- _Text provided_
--------------------

Siva Afi

Personal information
- Born: Max Amata Taogaga 28 April 1949 Samoa
- Died: 16 July 2026 (aged 77)

Professional wrestling career
- Ring names: Afi; Duke Kono; High Chief Afi; Maori Headshrinker; Max Tamboola; Siva Afi; Sivi Afi; Superfly Afi; Tattoo Samoa;
- Billed height: 5 ft 10 in (178 cm)
- Billed weight: 240 lb (109 kg)
- Billed from: Samoa
- Trained by: Peter Maivia Steve Rickard
- Debut: 1974
- Retired: 1997

= Siva Afi =

Samoan professional wrestler (1949–2026)

Papali'itele Max Amata Taogaga (28 April 1949 – 16 July 2026) was a Samoan professional wrestler. He is best known for his appearances with the World Wrestling Federation (WWF) in the late-1980s under the ring name Siva Afi.

== Early life ==
Max Taogaga was born in Samoa on 28 April 1949. He attended Avele Agricultural College in Apia. As a young man, he relocated to New Zealand where he worked in a slaughterhouse.

==Professional wrestling career==

=== Early career (1974–1978) ===
After deciding to become a professional wrestler, Taogaga went to Steve Rickard and Peter Maivia who trained him for two years. In his debut match in 1974, Taogaga defeated one of New Zealand's top light heavyweights, Del Adams. For the next four years Taogaga continued to work his way up through the ranks, wrestling the majority of foreign visitors to the country. Finally in 1978 he earned his big break, defeating Big John Da Silva in the final of an elimination tournament to decide the new, New Zealand Heavyweight Champion. Over the next few months, Taogaga successfully defended the title before heading to the U.S. at the end of 1978.

=== International appearances (1978–1986) ===
For the next seven years Taogaga split his time between the U.S., Canada, New Zealand, Australia and Japan. However, it was in Hawaii that Taogaga would be the most successful. It was here, in 1985, where he wrestled Ric Flair to a one-hour time limit draw for the NWA World Heavyweight Championship in front of 12,000 people.

--------------------

- _What to do_
(1) Extract the passage of the Siva Afi article starting with "- Billed weight: 240" and going on through "name Siva Afi.".
(2) Put the lines of the records into a JSON list of strings, one string per line and no blank lines, starting with the line with "Practice step: locate the lamp" and going on through the line with "(1213, 164)".
The article and the records are unrelated to each other.

--------------------

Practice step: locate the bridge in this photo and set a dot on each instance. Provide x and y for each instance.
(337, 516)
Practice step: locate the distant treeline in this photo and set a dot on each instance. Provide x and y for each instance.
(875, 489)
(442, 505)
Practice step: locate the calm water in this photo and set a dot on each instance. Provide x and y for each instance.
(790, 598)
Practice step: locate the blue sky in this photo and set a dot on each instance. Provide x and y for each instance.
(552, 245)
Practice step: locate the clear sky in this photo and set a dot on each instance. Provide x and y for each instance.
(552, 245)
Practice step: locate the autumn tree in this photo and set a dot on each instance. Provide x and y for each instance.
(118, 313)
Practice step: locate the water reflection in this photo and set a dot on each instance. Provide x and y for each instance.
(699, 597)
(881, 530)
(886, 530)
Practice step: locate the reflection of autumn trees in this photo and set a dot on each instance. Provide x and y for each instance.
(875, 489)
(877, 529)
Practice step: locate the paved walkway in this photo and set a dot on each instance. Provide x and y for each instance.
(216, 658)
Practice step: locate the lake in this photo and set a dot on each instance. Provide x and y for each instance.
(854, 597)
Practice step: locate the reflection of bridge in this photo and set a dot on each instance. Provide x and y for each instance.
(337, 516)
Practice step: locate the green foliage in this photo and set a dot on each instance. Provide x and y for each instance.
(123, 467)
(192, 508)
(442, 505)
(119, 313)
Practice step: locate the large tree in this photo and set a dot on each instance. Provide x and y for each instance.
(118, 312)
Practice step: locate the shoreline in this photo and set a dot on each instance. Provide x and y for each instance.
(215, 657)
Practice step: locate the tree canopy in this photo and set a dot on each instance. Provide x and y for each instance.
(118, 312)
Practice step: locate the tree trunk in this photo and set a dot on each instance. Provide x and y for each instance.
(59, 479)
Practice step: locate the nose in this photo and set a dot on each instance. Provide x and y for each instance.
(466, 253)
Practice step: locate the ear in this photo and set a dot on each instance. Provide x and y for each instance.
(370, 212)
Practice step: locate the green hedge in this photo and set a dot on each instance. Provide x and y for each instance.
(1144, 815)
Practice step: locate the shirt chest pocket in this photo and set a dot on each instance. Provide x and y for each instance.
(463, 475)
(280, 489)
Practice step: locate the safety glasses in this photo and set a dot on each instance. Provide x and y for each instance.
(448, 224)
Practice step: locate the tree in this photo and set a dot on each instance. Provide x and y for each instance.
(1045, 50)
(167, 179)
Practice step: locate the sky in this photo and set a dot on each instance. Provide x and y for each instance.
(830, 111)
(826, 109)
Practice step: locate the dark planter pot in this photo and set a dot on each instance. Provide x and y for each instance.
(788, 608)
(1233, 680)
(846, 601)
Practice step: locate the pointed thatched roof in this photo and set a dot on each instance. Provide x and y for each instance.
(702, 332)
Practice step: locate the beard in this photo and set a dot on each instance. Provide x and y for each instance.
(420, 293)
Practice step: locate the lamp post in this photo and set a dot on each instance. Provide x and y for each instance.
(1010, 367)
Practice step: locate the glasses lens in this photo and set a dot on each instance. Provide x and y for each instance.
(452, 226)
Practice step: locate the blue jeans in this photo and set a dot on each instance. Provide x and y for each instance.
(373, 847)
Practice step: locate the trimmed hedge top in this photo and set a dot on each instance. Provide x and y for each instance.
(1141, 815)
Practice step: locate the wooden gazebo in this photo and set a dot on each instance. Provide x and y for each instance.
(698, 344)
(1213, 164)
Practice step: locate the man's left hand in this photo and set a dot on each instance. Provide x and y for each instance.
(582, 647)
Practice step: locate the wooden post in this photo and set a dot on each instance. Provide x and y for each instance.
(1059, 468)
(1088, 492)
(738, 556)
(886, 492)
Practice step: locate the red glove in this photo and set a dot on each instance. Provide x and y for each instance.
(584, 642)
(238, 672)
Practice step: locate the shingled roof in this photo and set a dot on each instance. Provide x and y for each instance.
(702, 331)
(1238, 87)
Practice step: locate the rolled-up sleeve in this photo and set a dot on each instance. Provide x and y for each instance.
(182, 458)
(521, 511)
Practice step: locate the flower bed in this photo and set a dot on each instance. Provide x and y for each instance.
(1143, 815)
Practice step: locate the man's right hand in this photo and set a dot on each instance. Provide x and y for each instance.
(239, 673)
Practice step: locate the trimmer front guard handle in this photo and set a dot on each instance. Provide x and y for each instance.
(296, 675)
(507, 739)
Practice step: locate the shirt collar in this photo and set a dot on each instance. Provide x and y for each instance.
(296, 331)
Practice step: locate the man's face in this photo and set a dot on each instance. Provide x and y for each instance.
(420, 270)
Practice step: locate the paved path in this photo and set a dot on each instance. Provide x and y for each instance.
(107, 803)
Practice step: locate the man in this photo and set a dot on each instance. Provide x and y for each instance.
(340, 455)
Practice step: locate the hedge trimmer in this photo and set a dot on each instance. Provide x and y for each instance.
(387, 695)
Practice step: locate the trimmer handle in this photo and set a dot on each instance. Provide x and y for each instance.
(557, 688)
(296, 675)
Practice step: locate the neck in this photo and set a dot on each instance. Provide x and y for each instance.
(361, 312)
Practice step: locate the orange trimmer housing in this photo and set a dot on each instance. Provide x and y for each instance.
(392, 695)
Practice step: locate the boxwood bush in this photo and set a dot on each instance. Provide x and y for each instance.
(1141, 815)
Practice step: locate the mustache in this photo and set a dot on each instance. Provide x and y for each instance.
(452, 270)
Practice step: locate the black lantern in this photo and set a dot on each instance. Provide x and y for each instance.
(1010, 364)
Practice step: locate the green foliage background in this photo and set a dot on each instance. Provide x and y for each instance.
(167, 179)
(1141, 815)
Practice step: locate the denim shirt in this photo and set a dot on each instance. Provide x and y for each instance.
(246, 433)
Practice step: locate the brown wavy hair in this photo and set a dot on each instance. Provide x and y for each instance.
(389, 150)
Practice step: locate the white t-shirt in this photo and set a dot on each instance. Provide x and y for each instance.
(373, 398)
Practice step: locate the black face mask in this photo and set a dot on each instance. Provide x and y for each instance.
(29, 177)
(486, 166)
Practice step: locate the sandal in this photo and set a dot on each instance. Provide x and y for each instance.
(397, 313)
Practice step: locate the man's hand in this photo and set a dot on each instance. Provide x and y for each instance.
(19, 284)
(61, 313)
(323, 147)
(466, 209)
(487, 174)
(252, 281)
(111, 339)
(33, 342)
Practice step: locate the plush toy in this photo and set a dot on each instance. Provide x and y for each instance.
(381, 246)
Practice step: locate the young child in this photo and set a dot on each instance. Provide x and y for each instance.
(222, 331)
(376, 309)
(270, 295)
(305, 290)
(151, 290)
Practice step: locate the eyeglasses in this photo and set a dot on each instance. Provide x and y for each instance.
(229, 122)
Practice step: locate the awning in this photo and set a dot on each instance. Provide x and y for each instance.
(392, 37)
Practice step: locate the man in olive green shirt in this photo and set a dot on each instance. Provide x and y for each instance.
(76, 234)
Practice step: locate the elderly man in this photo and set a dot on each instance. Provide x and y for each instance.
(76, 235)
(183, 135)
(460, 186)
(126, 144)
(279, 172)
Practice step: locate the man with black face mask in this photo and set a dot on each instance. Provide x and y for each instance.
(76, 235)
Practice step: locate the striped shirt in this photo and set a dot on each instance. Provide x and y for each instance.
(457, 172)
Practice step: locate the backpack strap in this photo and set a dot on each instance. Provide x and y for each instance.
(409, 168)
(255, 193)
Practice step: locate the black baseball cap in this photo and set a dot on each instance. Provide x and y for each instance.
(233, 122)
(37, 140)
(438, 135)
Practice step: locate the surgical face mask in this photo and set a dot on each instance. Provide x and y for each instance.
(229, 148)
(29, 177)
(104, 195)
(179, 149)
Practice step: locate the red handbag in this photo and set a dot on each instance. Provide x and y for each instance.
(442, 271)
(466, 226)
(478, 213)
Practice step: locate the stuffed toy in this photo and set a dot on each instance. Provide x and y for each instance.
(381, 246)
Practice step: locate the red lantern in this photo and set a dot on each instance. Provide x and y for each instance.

--------------------

- _Solutions below_
(1)
- Billed weight: 240 lb (109 kg)
- Billed from: Samoa
- Trained by: Peter Maivia Steve Rickard
- Debut: 1974
- Retired: 1997

= Siva Afi =

Samoan professional wrestler (1949–2026)

Papali'itele Max Amata Taogaga (28 April 1949 – 16 July 2026) was a Samoan professional wrestler. He is best known for his appearances with the World Wrestling Federation (WWF) in the late-1980s under the ring name Siva Afi.

(2)
[
  "Practice step: locate the lamp post in this photo and set a dot on each instance. Provide x and y for each instance.",
  "(1010, 367)",
  "Practice step: locate the glasses lens in this photo and set a dot on each instance. Provide x and y for each instance.",
  "(452, 226)",
  "Practice step: locate the blue jeans in this photo and set a dot on each instance. Provide x and y for each instance.",
  "(373, 847)",
  "Practice step: locate the trimmed hedge top in this photo and set a dot on each instance. Provide x and y for each instance.",
  "(1141, 815)",
  "Practice step: locate the wooden gazebo in this photo and set a dot on each instance. Provide x and y for each instance.",
  "(698, 344)",
  "(1213, 164)"
]